» EXERCISE MATERIALS:
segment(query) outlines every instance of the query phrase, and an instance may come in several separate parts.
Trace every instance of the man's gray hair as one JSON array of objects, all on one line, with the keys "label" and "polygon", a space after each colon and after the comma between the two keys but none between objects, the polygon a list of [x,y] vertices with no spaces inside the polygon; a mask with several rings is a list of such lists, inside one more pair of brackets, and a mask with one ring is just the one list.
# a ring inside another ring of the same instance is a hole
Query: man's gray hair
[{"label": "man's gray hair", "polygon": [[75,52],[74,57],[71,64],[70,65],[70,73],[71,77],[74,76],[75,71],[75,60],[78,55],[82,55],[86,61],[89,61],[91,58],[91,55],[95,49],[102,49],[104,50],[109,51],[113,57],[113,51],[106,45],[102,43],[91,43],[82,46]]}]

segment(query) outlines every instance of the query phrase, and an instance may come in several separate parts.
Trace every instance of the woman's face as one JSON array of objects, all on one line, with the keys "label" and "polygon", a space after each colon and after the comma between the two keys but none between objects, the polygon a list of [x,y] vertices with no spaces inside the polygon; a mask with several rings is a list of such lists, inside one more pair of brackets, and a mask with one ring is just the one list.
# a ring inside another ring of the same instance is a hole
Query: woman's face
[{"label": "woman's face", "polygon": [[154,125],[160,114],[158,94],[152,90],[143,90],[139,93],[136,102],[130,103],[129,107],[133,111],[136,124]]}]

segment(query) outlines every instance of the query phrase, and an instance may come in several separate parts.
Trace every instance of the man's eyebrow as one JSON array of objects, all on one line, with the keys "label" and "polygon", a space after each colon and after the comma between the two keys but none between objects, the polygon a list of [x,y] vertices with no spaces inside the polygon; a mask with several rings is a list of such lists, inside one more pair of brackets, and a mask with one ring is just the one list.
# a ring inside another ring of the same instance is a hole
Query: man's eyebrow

» DESCRIPTION OF THE TASK:
Print back all the lines verbatim.

» REPLY TO THE EXERCISE:
segment(query) outlines every instance of the query phrase, and an instance may come in several separate parts.
Trace every instance of the man's gray hair as one JSON array of objects, all on one line, with the keys "label" and "polygon", a space after each colon and after the comma between the two keys but none between objects, the polygon a list of [x,y] vertices with no spaces inside the polygon; a mask with several rings is a list of such lists, inside one more pair of brackets, and a mask with one ring is just the one list.
# a ring inside another ring of the same instance is a hole
Query: man's gray hair
[{"label": "man's gray hair", "polygon": [[75,52],[74,57],[71,64],[70,65],[70,73],[71,77],[74,76],[75,71],[75,60],[78,55],[82,55],[86,61],[89,61],[91,58],[91,55],[95,49],[102,49],[104,50],[109,51],[113,57],[113,51],[106,45],[102,43],[91,43],[82,46]]}]

segment(query) outlines every instance of the query phrase, and an instance may come in several separate parts.
Trace every instance of the woman's face as one JSON array of objects, all on one line, with the keys "label" and "polygon", a space after each colon and after the comma between the two keys but none between objects, the polygon a list of [x,y] vertices with no spaces inside the polygon; a mask with several rings is a list of such lists, inside one more pair of brackets, and a mask with one ring is just the one list.
# a ring inside another ring of the same instance is a hole
Query: woman's face
[{"label": "woman's face", "polygon": [[154,125],[160,114],[158,94],[152,90],[143,90],[139,93],[136,102],[130,103],[129,107],[133,111],[136,124]]}]

segment(query) outlines every instance of the query phrase, and an instance may come in several separate parts.
Trace every instance of the man's eyebrow as one JSON array of objects, all on one line, with the keys "label" and "polygon", a space after each colon and after the comma between the two keys but none between objects, the polygon a list of [x,y] vertices with no spaces inside the polygon; a mask with several rings is a list of such lists, inside one more pair of brackets, and a mask with one ring is just the one list.
# a ring inside another ring of the same instance is a hole
Query: man's eyebrow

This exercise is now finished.